## [PASSAGE SHOWN]
- Dartnell in Doctor Who: The Sensorites (1964)
- Born: Steven Dartnell 1932
- Died: 1 December 1989 (aged 57) Glasgow, Scotland
- Occupation: Actor
- Years active: 1955–1966

= Stephen Dartnell =

British actor (1932–1989)

Stephen Dartnell (1932 – 1 December 1989) was a British actor, who appeared in several television programmes. He is best known for his two 1964 appearances in the first season of Doctor Who. He portrayed Yartek, leader of the Voord, in The Keys of Marinus and John, a mineralogist who has been driven to mania, in The Sensorites. Dartnell also made appearances in the 1960 feature films Circle of Deception and Oscar Wilde. He was also a theatre director and was active with the Citizens Theatre in Glasgow.

== Personal life ==

As a gay young man during the early 1950s, Dartnell found himself the victim of homophobic abuse when a youth threw paint over him and mocked his sexuality. The youth then went home and told his father that the actor had propositioned him. The father went to the police but when the case came to court, the judge threw it out for being indefensible and the father and son were fined for wasting police time and perjury. As a result, for fear of bad publicity, Dartnell was kicked out of Joan Littlewood's Theatre Workshop (as was Harry Greene for sticking up for him) but was supported throughout this ordeal by Harry H. Corbett and Marjie Lawrence.

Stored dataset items

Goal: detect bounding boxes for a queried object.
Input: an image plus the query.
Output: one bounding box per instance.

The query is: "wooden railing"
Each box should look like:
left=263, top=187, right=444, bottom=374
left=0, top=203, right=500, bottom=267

## [PROBLEMS TO SOLVE]
1. According to the Stephen Dartnell biography, which Glasgow theater was he active with?
2. Rewrite the records with "query" changed to "search phrase", keeping everything else the same.
The text and the records have no connection to each other.

## [ANSWERS TO THE TASKS]
1. The Citizens Theatre.

2.
Goal: detect bounding boxes for a queried object.
Input: an image plus the search phrase.
Output: one bounding box per instance.

The search phrase is: "wooden railing"
Each box should look like:
left=263, top=187, right=444, bottom=374
left=0, top=203, right=500, bottom=267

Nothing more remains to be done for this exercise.